## TASK REQUIREMENTS
Copy out every line in the material below that contains the string "cushion", treating uppercase and lowercase as different.

## SUPPLIED MATERIAL
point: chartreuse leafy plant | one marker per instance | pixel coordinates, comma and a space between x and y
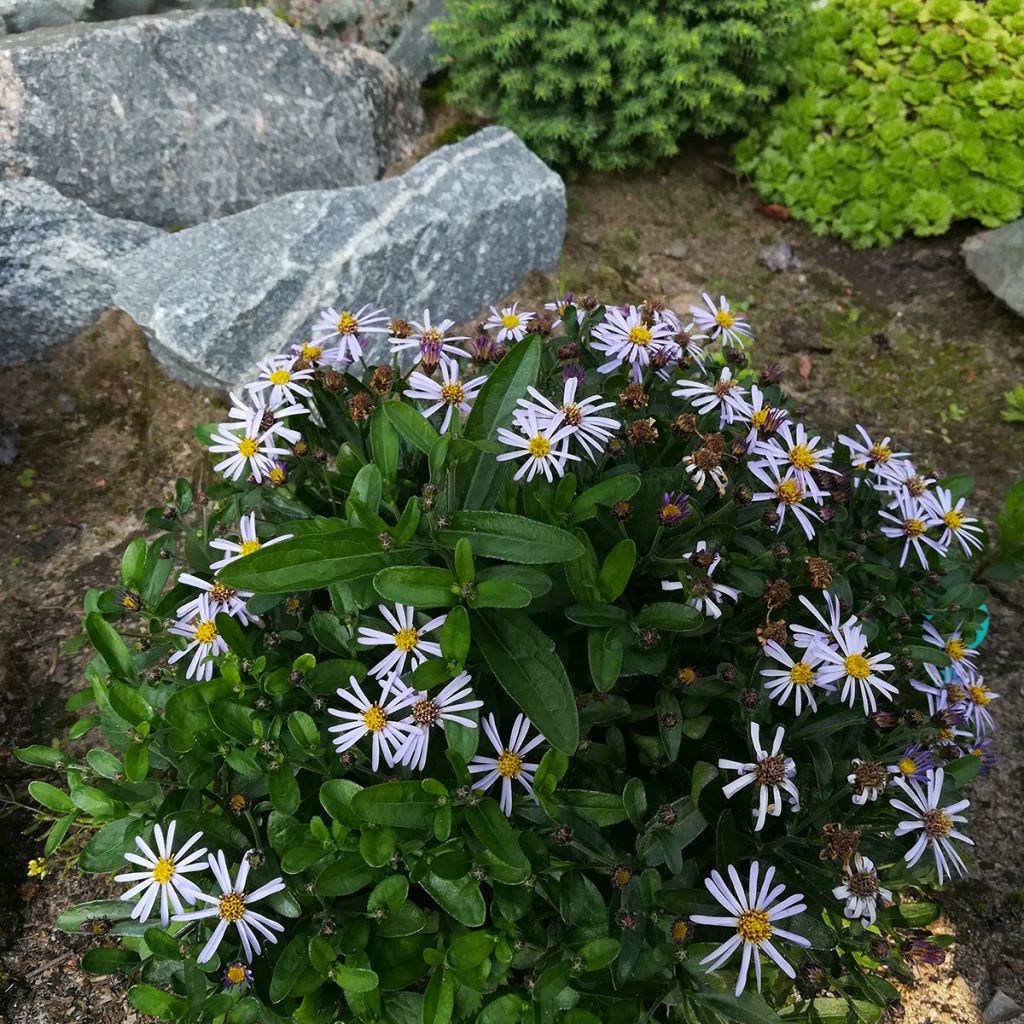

* * *

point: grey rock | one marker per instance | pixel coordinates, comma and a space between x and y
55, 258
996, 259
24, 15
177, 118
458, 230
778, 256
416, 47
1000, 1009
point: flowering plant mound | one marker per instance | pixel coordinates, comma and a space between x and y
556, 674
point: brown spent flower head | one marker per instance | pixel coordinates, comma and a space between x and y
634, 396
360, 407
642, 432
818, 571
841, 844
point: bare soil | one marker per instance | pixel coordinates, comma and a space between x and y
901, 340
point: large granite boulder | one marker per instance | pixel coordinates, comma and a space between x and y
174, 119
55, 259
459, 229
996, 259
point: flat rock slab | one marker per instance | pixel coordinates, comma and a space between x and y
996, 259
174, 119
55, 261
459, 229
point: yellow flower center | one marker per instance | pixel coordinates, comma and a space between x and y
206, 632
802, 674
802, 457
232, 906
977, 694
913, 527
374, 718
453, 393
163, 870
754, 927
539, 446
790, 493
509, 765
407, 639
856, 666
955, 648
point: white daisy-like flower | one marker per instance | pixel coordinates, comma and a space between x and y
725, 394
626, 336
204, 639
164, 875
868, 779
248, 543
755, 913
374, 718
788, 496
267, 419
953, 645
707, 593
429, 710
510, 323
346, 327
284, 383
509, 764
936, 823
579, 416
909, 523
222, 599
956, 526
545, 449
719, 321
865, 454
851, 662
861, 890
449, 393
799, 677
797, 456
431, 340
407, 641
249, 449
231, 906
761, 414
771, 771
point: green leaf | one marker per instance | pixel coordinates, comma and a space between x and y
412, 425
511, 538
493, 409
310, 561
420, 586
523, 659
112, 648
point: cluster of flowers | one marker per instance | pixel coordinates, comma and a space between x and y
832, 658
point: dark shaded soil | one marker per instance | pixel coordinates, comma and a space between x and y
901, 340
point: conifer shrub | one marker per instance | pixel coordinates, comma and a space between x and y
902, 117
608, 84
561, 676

* * *

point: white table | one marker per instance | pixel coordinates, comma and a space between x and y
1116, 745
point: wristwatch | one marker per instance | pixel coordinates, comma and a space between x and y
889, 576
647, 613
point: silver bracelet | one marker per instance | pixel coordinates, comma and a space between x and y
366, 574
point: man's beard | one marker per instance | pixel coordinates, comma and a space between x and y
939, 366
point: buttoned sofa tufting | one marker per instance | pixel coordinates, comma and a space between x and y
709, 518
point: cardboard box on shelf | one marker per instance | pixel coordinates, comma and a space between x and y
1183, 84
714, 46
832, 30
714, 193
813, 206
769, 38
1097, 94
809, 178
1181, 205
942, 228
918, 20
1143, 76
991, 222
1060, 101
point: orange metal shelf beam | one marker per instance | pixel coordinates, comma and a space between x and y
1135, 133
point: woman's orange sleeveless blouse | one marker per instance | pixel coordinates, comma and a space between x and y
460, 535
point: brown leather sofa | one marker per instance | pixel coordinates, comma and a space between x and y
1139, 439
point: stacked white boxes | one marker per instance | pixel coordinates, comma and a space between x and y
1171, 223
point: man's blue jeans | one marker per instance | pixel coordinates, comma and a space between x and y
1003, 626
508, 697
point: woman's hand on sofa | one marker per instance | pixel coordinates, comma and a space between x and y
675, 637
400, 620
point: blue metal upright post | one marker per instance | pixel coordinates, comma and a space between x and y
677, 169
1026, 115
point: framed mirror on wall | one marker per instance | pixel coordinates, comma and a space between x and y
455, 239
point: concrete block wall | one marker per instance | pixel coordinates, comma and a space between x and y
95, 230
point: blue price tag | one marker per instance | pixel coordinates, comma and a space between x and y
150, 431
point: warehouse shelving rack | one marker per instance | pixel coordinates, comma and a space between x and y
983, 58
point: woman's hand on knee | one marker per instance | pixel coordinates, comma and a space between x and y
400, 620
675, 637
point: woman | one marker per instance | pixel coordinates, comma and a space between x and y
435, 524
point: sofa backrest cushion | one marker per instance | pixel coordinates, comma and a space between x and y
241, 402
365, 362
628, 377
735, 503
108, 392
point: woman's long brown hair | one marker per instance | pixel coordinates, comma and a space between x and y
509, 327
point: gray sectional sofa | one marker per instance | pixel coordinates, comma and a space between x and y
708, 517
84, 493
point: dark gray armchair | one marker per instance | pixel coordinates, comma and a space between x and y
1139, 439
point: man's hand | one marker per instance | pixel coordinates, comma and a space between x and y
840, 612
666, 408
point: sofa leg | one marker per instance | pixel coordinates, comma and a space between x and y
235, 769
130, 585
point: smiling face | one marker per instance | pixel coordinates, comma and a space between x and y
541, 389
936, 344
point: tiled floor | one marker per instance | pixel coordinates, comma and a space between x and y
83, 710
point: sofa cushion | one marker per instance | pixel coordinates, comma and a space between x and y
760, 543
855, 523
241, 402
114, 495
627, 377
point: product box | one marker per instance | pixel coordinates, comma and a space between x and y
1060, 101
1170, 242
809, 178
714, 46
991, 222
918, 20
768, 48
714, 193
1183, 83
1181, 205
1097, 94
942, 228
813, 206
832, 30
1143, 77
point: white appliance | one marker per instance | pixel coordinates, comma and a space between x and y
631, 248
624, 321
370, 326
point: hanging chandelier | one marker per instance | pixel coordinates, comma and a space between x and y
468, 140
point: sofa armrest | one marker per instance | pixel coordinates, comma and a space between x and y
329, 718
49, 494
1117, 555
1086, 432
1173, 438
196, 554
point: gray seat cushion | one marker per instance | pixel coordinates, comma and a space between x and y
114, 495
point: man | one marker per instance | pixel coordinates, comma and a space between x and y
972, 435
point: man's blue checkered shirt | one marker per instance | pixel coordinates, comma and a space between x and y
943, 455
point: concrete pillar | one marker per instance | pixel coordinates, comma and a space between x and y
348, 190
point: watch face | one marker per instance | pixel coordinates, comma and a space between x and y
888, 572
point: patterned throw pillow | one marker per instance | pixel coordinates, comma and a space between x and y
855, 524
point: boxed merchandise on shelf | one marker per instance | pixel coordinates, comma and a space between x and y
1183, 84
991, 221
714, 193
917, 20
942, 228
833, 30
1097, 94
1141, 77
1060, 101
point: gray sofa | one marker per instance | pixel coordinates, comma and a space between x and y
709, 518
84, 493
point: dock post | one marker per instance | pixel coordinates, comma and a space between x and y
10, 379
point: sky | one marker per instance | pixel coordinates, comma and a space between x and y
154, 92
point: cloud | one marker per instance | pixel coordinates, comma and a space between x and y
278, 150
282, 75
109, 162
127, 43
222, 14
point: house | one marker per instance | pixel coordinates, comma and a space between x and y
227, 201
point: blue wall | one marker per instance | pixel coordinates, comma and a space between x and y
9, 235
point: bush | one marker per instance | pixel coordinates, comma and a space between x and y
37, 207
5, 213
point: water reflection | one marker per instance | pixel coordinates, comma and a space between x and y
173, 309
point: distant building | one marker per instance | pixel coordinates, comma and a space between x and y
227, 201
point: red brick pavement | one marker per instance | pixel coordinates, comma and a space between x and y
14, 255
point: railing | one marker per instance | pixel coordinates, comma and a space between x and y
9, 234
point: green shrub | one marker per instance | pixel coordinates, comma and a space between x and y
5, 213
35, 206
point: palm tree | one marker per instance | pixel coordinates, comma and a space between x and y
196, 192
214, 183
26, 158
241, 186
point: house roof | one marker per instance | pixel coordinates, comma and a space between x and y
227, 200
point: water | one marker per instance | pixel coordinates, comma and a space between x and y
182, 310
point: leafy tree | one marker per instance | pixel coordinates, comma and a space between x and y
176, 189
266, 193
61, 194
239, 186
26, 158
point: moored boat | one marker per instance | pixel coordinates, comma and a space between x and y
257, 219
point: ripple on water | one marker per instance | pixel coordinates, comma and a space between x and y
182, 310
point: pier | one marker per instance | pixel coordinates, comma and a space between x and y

## RESPONSE TO THIS EXERCISE
point: sofa backrest cushion | one marker per instance | pixel coordinates, comma and a space between x and y
point: sofa cushion | one marker per instance | pixel coordinates, comma and a space between x and y
point: gray seat cushion | one marker per instance | pixel coordinates, comma and a space between x and y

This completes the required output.